=== EXERCISE MATERIAL ===

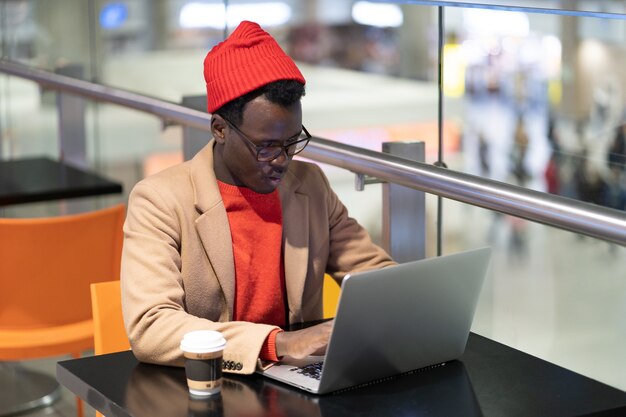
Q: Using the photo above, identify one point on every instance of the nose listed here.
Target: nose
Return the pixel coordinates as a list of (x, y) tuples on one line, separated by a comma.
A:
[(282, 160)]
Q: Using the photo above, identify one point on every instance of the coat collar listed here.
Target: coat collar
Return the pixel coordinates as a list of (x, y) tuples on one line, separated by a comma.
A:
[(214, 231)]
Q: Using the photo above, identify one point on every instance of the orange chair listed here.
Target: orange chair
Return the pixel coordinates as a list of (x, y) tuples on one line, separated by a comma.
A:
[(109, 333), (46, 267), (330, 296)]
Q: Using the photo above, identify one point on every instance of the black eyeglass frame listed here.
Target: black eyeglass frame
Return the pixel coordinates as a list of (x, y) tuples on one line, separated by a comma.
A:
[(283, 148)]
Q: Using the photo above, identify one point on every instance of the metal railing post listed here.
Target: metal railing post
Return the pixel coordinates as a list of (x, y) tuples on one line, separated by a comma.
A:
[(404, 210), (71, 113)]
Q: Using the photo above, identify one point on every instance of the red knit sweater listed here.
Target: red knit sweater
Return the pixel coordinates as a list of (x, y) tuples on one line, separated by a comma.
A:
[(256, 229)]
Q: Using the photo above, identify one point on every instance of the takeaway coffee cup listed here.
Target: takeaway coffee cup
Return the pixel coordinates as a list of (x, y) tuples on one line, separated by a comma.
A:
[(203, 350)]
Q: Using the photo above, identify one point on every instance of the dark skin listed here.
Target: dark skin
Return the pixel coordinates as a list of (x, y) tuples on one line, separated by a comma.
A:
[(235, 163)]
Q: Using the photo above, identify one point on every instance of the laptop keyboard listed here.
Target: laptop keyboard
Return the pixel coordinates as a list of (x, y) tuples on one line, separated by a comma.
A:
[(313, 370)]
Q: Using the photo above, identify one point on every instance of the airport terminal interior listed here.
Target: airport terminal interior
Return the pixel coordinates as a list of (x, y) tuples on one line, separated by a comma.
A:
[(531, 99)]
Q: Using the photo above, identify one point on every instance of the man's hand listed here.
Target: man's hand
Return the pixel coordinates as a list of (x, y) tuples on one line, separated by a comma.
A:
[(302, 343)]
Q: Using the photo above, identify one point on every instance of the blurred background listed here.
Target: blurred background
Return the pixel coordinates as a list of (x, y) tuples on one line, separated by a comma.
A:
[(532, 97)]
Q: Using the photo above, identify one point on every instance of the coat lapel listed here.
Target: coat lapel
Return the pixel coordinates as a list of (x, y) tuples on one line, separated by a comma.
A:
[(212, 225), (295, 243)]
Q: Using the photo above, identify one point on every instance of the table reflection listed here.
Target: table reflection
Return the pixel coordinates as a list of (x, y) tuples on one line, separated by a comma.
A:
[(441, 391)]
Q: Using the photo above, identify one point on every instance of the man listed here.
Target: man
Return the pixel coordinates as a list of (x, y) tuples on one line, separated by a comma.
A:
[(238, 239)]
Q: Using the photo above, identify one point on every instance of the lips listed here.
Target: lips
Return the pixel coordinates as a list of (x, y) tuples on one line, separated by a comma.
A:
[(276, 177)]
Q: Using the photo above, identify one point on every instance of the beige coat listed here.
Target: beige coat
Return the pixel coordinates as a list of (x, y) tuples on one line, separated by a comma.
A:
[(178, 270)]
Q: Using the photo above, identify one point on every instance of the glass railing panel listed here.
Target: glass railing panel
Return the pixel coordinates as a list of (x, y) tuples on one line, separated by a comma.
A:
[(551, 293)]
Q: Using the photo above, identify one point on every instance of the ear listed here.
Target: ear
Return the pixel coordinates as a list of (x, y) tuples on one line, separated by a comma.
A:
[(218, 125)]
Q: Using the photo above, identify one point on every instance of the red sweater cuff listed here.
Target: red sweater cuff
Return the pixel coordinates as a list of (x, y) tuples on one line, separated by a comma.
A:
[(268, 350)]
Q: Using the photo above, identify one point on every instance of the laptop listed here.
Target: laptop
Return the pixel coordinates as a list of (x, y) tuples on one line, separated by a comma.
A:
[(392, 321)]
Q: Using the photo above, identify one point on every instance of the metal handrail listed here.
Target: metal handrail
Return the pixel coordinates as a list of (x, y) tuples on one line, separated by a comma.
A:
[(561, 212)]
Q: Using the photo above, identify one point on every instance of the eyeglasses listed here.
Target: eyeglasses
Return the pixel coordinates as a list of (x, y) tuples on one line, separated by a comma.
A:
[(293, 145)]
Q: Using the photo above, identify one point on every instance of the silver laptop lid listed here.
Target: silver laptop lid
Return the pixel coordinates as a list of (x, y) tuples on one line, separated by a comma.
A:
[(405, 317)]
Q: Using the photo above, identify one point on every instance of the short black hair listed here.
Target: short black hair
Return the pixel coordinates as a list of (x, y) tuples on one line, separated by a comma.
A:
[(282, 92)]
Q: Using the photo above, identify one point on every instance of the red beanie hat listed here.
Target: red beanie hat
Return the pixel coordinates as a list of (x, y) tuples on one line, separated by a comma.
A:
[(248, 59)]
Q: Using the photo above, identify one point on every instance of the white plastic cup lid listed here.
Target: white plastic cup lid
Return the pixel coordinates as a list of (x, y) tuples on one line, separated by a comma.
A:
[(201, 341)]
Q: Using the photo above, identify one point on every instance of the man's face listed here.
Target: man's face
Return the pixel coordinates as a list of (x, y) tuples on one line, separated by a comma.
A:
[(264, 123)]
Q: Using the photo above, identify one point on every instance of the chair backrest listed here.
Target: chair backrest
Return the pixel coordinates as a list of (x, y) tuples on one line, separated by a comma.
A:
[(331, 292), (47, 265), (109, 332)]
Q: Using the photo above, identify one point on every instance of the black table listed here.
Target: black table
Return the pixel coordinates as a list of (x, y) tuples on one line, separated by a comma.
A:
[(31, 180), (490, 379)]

===

* DESCRIPTION OF THE TASK
Please rewrite the lines beginning at the line that has "collar listed here." and stopping after the line that has "[(214, 231)]", swapping "coat collar" for "jacket collar" and changing nothing else.

* ANSWER TO THIS PROBLEM
Q: Using the photo above, identify one point on every instance of the jacket collar listed here.
Target: jacket collar
Return the pixel coordinates as a list of (x, y) tuples on one line, separated by a comma.
A:
[(214, 231)]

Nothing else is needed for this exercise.